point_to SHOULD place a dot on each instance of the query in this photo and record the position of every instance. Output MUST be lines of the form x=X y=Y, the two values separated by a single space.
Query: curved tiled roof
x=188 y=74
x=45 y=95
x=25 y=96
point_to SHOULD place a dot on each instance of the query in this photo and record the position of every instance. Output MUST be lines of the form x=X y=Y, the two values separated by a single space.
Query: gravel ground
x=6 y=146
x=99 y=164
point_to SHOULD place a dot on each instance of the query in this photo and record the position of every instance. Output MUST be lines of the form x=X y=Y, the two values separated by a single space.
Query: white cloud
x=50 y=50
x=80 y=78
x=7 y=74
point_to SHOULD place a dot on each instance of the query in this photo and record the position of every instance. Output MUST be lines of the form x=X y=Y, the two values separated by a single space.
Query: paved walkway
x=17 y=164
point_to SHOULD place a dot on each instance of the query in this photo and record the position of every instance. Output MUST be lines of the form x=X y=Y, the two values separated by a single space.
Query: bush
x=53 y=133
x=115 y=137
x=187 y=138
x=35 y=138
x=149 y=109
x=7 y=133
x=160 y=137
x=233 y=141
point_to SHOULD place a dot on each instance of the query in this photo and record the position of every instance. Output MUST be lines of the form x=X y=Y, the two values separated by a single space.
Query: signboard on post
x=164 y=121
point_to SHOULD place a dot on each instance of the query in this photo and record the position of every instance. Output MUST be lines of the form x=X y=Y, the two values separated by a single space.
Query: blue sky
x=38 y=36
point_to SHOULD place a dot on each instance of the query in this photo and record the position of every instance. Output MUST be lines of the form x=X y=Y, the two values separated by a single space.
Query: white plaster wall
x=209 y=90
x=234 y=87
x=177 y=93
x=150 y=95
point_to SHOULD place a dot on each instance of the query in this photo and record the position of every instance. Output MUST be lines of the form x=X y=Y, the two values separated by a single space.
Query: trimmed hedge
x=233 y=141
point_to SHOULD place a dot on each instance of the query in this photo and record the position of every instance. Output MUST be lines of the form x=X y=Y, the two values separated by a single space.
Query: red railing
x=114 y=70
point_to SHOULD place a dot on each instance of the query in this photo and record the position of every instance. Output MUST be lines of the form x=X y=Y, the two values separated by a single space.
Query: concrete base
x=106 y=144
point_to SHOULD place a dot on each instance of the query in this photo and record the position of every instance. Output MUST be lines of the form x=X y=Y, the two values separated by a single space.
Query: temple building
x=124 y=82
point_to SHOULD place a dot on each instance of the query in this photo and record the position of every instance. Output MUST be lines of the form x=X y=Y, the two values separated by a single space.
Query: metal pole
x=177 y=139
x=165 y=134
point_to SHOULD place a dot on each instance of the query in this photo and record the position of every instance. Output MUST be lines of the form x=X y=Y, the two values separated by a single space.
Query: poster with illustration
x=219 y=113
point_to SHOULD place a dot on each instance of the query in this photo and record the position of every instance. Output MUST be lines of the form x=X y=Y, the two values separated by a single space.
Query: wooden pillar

### Task to complete
Give the number of lines in the listing above that contain the string "white", where case counts. Reply with the number alone.

### Result for this exercise
2